*YOUR TASK:*
Repeat exactly the lines below that lie between the line with "If you could indicate the cloud" and the line with "point(874, 474)", counting both of those lines as part of the answer.

*EXERCISE INPUT:*
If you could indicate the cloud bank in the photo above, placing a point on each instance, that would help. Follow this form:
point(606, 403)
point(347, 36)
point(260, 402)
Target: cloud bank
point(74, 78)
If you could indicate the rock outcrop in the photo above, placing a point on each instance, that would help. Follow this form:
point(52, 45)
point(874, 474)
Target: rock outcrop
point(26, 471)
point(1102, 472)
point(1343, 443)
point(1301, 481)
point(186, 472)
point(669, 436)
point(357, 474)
...
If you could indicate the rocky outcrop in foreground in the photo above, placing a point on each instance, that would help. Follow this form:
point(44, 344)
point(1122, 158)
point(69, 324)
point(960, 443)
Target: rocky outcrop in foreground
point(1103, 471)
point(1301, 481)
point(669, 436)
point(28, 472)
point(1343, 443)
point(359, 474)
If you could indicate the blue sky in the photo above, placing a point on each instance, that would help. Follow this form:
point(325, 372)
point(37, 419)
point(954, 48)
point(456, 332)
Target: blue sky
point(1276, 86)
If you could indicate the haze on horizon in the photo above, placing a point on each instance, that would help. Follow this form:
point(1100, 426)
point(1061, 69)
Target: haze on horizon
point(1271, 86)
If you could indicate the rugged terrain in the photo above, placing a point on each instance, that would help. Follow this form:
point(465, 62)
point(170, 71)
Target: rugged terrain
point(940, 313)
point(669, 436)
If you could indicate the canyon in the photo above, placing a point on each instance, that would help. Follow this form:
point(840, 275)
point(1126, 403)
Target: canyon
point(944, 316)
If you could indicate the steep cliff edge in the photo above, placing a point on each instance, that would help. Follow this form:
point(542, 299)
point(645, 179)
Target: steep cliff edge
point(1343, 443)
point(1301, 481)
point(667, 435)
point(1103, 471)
--
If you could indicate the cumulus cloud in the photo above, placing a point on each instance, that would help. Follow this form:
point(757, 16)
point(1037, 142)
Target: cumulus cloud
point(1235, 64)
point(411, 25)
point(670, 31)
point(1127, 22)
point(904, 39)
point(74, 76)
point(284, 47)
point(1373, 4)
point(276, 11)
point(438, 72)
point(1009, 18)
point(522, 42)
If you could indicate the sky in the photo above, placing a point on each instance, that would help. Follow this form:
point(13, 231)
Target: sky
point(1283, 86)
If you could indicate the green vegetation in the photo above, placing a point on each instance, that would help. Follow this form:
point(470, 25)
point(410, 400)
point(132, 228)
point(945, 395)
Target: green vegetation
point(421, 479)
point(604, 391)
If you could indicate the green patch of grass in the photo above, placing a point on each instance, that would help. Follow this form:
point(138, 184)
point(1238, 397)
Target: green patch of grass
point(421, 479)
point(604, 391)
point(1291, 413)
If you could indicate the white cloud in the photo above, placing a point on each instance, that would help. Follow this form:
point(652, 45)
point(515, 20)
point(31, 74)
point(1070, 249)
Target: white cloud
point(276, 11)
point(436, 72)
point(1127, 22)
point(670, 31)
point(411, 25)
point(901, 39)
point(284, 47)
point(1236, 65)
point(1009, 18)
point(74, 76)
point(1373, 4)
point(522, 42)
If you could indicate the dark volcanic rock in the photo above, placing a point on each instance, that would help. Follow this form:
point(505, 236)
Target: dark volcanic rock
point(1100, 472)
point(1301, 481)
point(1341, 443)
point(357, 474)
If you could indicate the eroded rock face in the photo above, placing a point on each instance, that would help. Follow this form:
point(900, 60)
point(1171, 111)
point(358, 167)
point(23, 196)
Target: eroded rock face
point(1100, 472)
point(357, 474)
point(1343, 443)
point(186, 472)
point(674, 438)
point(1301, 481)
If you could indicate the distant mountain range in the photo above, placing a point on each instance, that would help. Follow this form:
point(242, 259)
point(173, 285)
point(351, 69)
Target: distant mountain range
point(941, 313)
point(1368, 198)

*FINISHED EXERCISE:*
If you could indicate the cloud bank in the photo above, placing a point on each instance, that would help. Follow this form:
point(606, 403)
point(347, 36)
point(260, 402)
Target: cloud bank
point(74, 78)
If you could indicate the rock outcrop in the photo above, placing a point on each instance, that would help. Follow this form:
point(52, 45)
point(874, 474)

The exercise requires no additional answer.